> [Exercise]: Quote the Shield frame thread below word for word, beginning with the words "## joepeat (Jul" and stopping after "(Mar 15, 2015)".

> [Text extract]:
● ● ● ● ●

# S + W Shield frame



## tdiem52 (Jan 1, 2016)

Just bought a Shield after looking at the frame it looks like a H+K frame serial no. in the exact same place,,,, Did H + K make the frames for this gun ? or did S + W make the frame ?


----------



## berettatoter (Sep 1, 2011)

Guess I don't know how to answer that one for sure, but I can't imagine having Smith & Wesson having someone else make their pistol frames.


----------



## joepeat (Jul 8, 2015)

SWHC, the stock ticker symbol for Smith & Wesson Holding Corp. Since SWHC is in the business of making money, as well as guns, it wouldn't surprise me a bit if they could cut some costs by outsourcing the manufacture of some frames. That said, I certainly wouldn't fret over a frame made by HK.


----------



## Nuallangus (Mar 15, 2015)

Companies do buy from others or share parts could be made by one of them and they both use it. The S&W full size .22 is made by Walther.


----------



## Bisley (Aug 24, 2008)

S&W also does warranty work for Walther - or at least they did a few years ago when I sent in my Walther P-22.


----------



## denner (Jun 3, 2011)

tdiem52 said:


> Just bought a Shield after looking at the frame it looks like a H+K frame serial no. in the exact same place,,,, Did H + K make the frames for this gun ? or did S + W make the frame ?


Glock and Beretta PX4's have the serial number in the same location on the frame. Is it because of the serial number location is similiar to H&K, or the serial numbers themselves or both?

I don't believe S&W would want to put anything on their pistols similiar to Glock if they can help it. I seriously doubt S&W is outsourcing the production of M&P pistol frames with H&K.

I don't believe Walther has anything to do with H&K either., Polymer/composite frames are relatively cheap and easy to mass produce, I would imagine S&W is making their own frames in the US.

If for the full size M&P pistol frame, I'd want to believe in order to compete in the upcoming XM17 project their frames would have to be made in the US by S&W.


----------

● ● ● ● ●

> [Data records]:
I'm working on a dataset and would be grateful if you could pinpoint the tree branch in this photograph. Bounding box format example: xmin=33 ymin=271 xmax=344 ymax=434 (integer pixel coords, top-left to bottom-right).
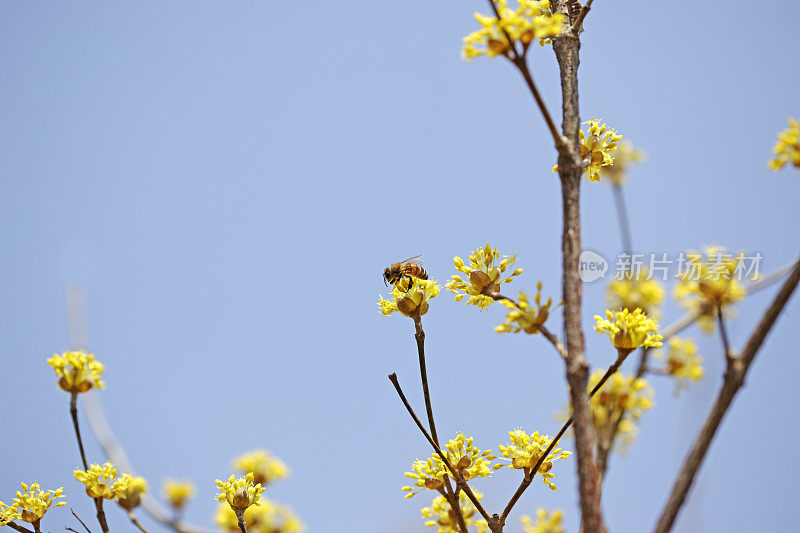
xmin=389 ymin=372 xmax=493 ymax=524
xmin=553 ymin=0 xmax=605 ymax=533
xmin=414 ymin=314 xmax=467 ymax=533
xmin=653 ymin=262 xmax=800 ymax=533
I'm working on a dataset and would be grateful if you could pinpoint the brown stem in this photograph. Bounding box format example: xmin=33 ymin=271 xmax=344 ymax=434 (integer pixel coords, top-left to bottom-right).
xmin=69 ymin=391 xmax=89 ymax=470
xmin=653 ymin=262 xmax=800 ymax=533
xmin=389 ymin=372 xmax=492 ymax=524
xmin=598 ymin=261 xmax=800 ymax=479
xmin=414 ymin=314 xmax=467 ymax=533
xmin=512 ymin=56 xmax=578 ymax=160
xmin=491 ymin=293 xmax=567 ymax=359
xmin=500 ymin=351 xmax=630 ymax=522
xmin=6 ymin=522 xmax=33 ymax=533
xmin=128 ymin=511 xmax=149 ymax=533
xmin=553 ymin=1 xmax=605 ymax=533
xmin=69 ymin=509 xmax=92 ymax=533
xmin=94 ymin=498 xmax=108 ymax=533
xmin=236 ymin=511 xmax=247 ymax=533
xmin=612 ymin=185 xmax=633 ymax=254
xmin=572 ymin=0 xmax=592 ymax=35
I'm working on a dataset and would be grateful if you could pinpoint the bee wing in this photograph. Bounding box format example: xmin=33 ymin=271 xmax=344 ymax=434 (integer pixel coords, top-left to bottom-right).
xmin=400 ymin=254 xmax=424 ymax=265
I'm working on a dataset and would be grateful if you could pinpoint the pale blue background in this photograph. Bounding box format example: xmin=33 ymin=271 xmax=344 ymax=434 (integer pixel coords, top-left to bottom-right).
xmin=0 ymin=0 xmax=800 ymax=533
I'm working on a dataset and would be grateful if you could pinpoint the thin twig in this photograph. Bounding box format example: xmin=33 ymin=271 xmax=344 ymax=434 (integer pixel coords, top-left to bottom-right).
xmin=6 ymin=522 xmax=33 ymax=533
xmin=69 ymin=391 xmax=108 ymax=533
xmin=572 ymin=0 xmax=592 ymax=37
xmin=236 ymin=511 xmax=247 ymax=533
xmin=612 ymin=185 xmax=633 ymax=255
xmin=491 ymin=293 xmax=567 ymax=360
xmin=489 ymin=0 xmax=520 ymax=61
xmin=414 ymin=314 xmax=467 ymax=533
xmin=389 ymin=372 xmax=492 ymax=522
xmin=654 ymin=262 xmax=800 ymax=533
xmin=66 ymin=290 xmax=213 ymax=533
xmin=512 ymin=57 xmax=568 ymax=158
xmin=500 ymin=352 xmax=630 ymax=522
xmin=70 ymin=508 xmax=92 ymax=533
xmin=598 ymin=261 xmax=800 ymax=476
xmin=717 ymin=303 xmax=733 ymax=361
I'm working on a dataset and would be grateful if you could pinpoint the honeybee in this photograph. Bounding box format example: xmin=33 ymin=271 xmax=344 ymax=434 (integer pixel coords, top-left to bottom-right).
xmin=383 ymin=255 xmax=428 ymax=287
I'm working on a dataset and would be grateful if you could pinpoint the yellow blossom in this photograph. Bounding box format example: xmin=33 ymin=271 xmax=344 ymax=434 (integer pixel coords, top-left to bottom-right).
xmin=117 ymin=474 xmax=147 ymax=511
xmin=214 ymin=498 xmax=305 ymax=533
xmin=600 ymin=141 xmax=645 ymax=186
xmin=445 ymin=244 xmax=522 ymax=309
xmin=402 ymin=433 xmax=495 ymax=498
xmin=522 ymin=509 xmax=564 ymax=533
xmin=0 ymin=483 xmax=67 ymax=531
xmin=553 ymin=119 xmax=622 ymax=181
xmin=47 ymin=351 xmax=105 ymax=394
xmin=378 ymin=277 xmax=442 ymax=318
xmin=233 ymin=450 xmax=289 ymax=485
xmin=461 ymin=0 xmax=565 ymax=61
xmin=767 ymin=118 xmax=800 ymax=170
xmin=493 ymin=429 xmax=572 ymax=490
xmin=216 ymin=472 xmax=265 ymax=512
xmin=656 ymin=337 xmax=703 ymax=392
xmin=0 ymin=502 xmax=22 ymax=526
xmin=422 ymin=490 xmax=489 ymax=533
xmin=72 ymin=463 xmax=130 ymax=500
xmin=675 ymin=246 xmax=746 ymax=333
xmin=606 ymin=268 xmax=664 ymax=319
xmin=161 ymin=479 xmax=195 ymax=509
xmin=594 ymin=308 xmax=662 ymax=353
xmin=587 ymin=369 xmax=653 ymax=447
xmin=494 ymin=281 xmax=553 ymax=335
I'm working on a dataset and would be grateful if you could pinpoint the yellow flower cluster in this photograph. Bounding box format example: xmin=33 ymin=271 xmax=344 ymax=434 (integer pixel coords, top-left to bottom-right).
xmin=461 ymin=0 xmax=565 ymax=61
xmin=767 ymin=118 xmax=800 ymax=170
xmin=606 ymin=268 xmax=664 ymax=318
xmin=161 ymin=479 xmax=195 ymax=509
xmin=675 ymin=246 xmax=746 ymax=333
xmin=594 ymin=308 xmax=662 ymax=353
xmin=216 ymin=472 xmax=265 ymax=512
xmin=233 ymin=450 xmax=289 ymax=485
xmin=656 ymin=337 xmax=703 ymax=390
xmin=378 ymin=277 xmax=442 ymax=318
xmin=445 ymin=244 xmax=522 ymax=309
xmin=600 ymin=141 xmax=646 ymax=186
xmin=214 ymin=498 xmax=305 ymax=533
xmin=0 ymin=483 xmax=67 ymax=531
xmin=494 ymin=281 xmax=553 ymax=335
xmin=522 ymin=509 xmax=564 ymax=533
xmin=117 ymin=474 xmax=147 ymax=511
xmin=72 ymin=463 xmax=130 ymax=500
xmin=493 ymin=429 xmax=572 ymax=490
xmin=587 ymin=369 xmax=653 ymax=446
xmin=553 ymin=119 xmax=622 ymax=181
xmin=47 ymin=351 xmax=105 ymax=394
xmin=422 ymin=490 xmax=489 ymax=533
xmin=401 ymin=433 xmax=495 ymax=498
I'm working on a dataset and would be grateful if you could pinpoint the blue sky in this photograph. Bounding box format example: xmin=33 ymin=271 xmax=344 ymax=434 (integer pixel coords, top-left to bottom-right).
xmin=0 ymin=0 xmax=800 ymax=533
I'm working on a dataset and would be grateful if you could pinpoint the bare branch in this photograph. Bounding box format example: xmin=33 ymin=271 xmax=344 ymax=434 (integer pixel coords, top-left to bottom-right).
xmin=66 ymin=289 xmax=213 ymax=533
xmin=654 ymin=262 xmax=800 ymax=533
xmin=69 ymin=508 xmax=92 ymax=533
xmin=389 ymin=372 xmax=492 ymax=523
xmin=572 ymin=0 xmax=592 ymax=36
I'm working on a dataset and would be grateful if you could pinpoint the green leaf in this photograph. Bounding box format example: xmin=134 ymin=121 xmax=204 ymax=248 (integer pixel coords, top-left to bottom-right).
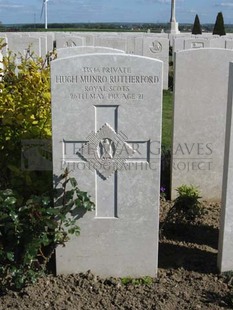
xmin=5 ymin=197 xmax=17 ymax=205
xmin=70 ymin=178 xmax=78 ymax=187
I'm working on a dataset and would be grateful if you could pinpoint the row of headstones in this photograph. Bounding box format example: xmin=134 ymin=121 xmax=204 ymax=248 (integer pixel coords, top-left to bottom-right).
xmin=0 ymin=32 xmax=169 ymax=89
xmin=0 ymin=32 xmax=233 ymax=89
xmin=172 ymin=34 xmax=233 ymax=53
xmin=51 ymin=47 xmax=233 ymax=277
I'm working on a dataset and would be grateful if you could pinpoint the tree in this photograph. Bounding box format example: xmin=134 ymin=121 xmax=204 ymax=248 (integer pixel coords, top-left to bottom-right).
xmin=213 ymin=12 xmax=226 ymax=36
xmin=192 ymin=14 xmax=202 ymax=34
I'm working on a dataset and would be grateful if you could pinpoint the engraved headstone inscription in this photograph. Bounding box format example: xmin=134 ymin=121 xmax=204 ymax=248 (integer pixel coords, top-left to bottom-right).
xmin=51 ymin=53 xmax=162 ymax=277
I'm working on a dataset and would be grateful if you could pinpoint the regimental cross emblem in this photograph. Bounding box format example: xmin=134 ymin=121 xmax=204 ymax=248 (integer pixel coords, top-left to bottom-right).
xmin=77 ymin=123 xmax=135 ymax=179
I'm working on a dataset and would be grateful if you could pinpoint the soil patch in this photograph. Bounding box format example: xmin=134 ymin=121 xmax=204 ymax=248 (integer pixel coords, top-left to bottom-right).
xmin=0 ymin=201 xmax=233 ymax=310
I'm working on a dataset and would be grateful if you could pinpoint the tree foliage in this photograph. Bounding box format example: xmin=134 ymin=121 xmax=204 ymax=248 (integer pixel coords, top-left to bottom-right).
xmin=213 ymin=12 xmax=226 ymax=36
xmin=0 ymin=42 xmax=54 ymax=196
xmin=192 ymin=14 xmax=202 ymax=34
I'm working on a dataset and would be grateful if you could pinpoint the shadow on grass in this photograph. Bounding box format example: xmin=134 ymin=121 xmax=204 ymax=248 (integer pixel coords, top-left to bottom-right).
xmin=159 ymin=223 xmax=218 ymax=273
xmin=159 ymin=242 xmax=218 ymax=273
xmin=161 ymin=223 xmax=218 ymax=250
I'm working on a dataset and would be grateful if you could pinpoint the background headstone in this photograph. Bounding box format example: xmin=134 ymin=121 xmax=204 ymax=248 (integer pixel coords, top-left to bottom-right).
xmin=218 ymin=63 xmax=233 ymax=272
xmin=172 ymin=48 xmax=233 ymax=201
xmin=51 ymin=54 xmax=162 ymax=277
xmin=57 ymin=46 xmax=125 ymax=58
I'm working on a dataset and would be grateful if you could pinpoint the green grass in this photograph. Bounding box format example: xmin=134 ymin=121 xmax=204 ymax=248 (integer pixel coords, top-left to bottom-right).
xmin=162 ymin=90 xmax=173 ymax=149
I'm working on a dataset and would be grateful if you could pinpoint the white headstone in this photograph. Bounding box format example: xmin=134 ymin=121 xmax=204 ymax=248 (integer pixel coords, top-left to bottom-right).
xmin=218 ymin=63 xmax=233 ymax=272
xmin=7 ymin=34 xmax=41 ymax=56
xmin=57 ymin=46 xmax=125 ymax=58
xmin=55 ymin=33 xmax=86 ymax=48
xmin=51 ymin=54 xmax=162 ymax=277
xmin=172 ymin=48 xmax=233 ymax=201
xmin=94 ymin=35 xmax=127 ymax=51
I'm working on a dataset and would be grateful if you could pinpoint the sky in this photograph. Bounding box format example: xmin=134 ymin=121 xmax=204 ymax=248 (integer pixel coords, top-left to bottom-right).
xmin=0 ymin=0 xmax=233 ymax=24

● ● ● ● ●

> [Task answer]:
## joepeat (Jul 8, 2015)

SWHC, the stock ticker symbol for Smith & Wesson Holding Corp. Since SWHC is in the business of making money, as well as guns, it wouldn't surprise me a bit if they could cut some costs by outsourcing the manufacture of some frames. That said, I certainly wouldn't fret over a frame made by HK.


----------



## Nuallangus (Mar 15, 2015)